▶ [Directions] Gather every line in the entries below that contains the word "residential", copying each one unchanged.

+++ Provided data

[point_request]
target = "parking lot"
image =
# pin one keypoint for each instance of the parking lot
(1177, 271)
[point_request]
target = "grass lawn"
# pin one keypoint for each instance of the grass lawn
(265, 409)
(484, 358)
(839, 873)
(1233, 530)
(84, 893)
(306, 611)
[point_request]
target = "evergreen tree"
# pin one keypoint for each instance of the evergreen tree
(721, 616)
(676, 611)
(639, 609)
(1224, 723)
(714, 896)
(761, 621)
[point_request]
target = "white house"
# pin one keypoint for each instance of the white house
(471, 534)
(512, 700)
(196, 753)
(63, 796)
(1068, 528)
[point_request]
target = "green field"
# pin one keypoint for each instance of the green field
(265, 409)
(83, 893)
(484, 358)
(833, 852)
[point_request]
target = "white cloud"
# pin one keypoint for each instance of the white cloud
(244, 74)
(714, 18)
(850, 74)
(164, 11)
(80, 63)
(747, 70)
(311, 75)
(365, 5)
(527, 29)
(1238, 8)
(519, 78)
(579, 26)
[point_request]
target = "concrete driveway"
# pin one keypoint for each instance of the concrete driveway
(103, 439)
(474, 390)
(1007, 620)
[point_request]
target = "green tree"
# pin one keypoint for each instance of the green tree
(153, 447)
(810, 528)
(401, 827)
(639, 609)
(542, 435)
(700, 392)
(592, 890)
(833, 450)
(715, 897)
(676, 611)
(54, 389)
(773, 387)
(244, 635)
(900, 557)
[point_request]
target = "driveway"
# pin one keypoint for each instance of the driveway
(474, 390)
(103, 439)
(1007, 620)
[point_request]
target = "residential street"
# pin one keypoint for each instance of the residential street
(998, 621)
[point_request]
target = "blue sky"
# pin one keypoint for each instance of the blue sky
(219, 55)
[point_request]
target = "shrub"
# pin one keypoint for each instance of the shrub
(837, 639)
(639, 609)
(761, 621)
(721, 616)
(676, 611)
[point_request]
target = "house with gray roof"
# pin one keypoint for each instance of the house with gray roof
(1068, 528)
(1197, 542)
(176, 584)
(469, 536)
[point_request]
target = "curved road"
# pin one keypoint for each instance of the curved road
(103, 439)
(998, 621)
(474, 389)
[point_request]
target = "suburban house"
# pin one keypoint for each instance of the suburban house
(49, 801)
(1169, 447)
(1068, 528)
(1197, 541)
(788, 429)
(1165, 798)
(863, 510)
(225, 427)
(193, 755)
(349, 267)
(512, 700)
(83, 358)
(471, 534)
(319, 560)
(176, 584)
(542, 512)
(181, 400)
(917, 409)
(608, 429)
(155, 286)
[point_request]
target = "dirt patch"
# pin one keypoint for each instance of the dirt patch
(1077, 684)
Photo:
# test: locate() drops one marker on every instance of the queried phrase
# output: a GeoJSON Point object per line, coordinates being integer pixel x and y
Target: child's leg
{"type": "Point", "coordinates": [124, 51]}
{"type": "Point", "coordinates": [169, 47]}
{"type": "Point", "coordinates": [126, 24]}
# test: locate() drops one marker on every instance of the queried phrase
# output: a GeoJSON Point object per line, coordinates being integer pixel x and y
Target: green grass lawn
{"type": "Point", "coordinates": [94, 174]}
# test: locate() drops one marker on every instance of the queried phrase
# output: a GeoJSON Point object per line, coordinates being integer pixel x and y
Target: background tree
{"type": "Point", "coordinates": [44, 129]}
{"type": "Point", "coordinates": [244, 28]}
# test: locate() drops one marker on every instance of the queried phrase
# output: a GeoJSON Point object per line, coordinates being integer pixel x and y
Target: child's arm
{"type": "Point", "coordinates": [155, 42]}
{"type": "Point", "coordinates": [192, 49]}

++++++

▶ [Reply]
target = "residential street"
# pin one keypoint for each instance of the residential street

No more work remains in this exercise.